START Data supplied
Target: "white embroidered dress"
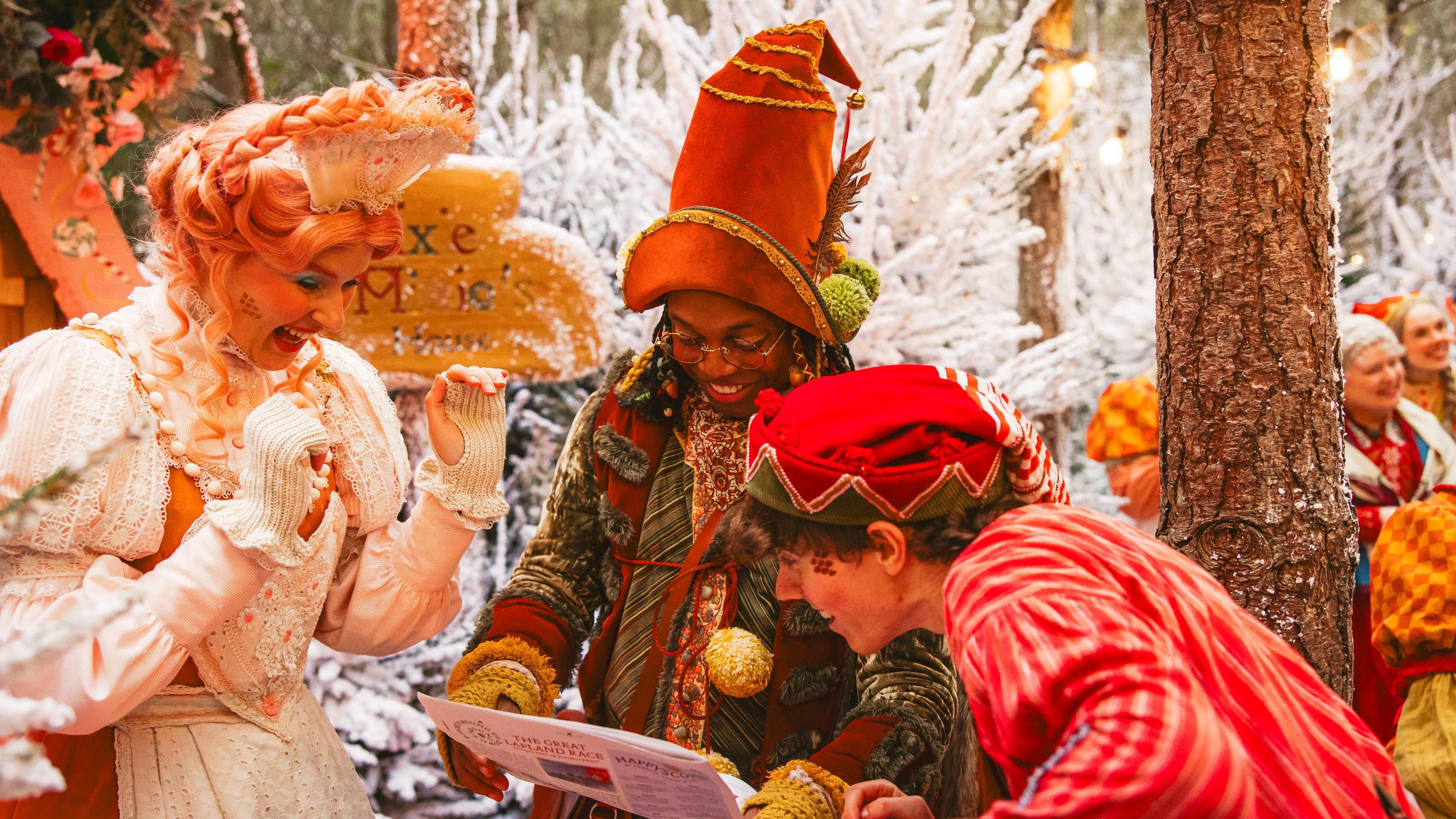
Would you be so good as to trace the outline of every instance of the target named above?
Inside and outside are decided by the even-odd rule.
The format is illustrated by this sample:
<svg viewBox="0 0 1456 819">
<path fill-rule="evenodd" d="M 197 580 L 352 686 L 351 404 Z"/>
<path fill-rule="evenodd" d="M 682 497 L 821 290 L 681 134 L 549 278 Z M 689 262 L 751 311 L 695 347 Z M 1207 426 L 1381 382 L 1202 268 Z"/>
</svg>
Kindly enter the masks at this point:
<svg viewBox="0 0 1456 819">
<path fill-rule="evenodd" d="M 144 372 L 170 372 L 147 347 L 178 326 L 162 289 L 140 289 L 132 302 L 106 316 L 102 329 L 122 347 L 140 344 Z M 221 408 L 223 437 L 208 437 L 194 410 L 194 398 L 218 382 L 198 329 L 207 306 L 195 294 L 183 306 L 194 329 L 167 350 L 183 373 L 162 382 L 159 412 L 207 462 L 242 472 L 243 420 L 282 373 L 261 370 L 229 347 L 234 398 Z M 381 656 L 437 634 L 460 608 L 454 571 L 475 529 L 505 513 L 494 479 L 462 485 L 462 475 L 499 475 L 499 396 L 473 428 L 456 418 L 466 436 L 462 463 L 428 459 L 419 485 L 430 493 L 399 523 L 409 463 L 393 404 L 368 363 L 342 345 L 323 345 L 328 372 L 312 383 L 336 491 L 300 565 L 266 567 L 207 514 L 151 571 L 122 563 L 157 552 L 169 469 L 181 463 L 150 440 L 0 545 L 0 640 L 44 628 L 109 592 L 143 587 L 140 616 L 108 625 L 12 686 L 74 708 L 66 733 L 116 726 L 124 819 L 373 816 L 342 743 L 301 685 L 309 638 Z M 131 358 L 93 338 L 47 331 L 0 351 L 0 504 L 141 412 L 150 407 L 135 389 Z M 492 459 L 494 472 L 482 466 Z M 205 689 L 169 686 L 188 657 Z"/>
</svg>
END Data supplied
START Data supplied
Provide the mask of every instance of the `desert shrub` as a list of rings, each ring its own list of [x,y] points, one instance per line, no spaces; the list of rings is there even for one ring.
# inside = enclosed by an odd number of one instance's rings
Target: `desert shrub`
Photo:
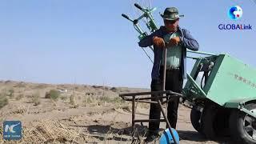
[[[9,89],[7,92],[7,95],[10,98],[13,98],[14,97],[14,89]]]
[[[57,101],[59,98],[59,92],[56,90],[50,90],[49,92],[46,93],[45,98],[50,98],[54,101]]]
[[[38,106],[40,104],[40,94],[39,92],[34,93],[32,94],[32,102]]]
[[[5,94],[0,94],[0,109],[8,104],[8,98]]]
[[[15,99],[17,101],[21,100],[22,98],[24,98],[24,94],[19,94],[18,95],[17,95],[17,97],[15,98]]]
END Data supplied
#### [Written problem]
Rescale the part of the records that opens with the line containing "Provide the mask" and closes with the line containing "[[[38,106],[40,104],[40,94],[39,92],[34,93],[32,94],[32,102]]]": reproduce those lines with the requests included, multiplying every coordinate in the answers by 0.4 and rounding to whole numbers, halves up. Leave the pictures out of your answer.

#### [Solution below]
Provide the mask of every instance of the `desert shrub` as a list of rings, each ring its own list of [x,y] points, one instance per line, no spaces; the list of rings is there even for one ring.
# inside = enclosed by an odd number of one instance's rings
Target: `desert shrub`
Photo:
[[[4,36],[3,37],[3,38],[4,39],[5,39],[6,39],[6,36]]]
[[[23,40],[24,39],[24,37],[22,36],[20,36],[20,37],[18,37],[18,39],[20,39],[22,40]]]
[[[15,42],[16,42],[16,38],[16,37],[14,37],[13,38],[13,41]]]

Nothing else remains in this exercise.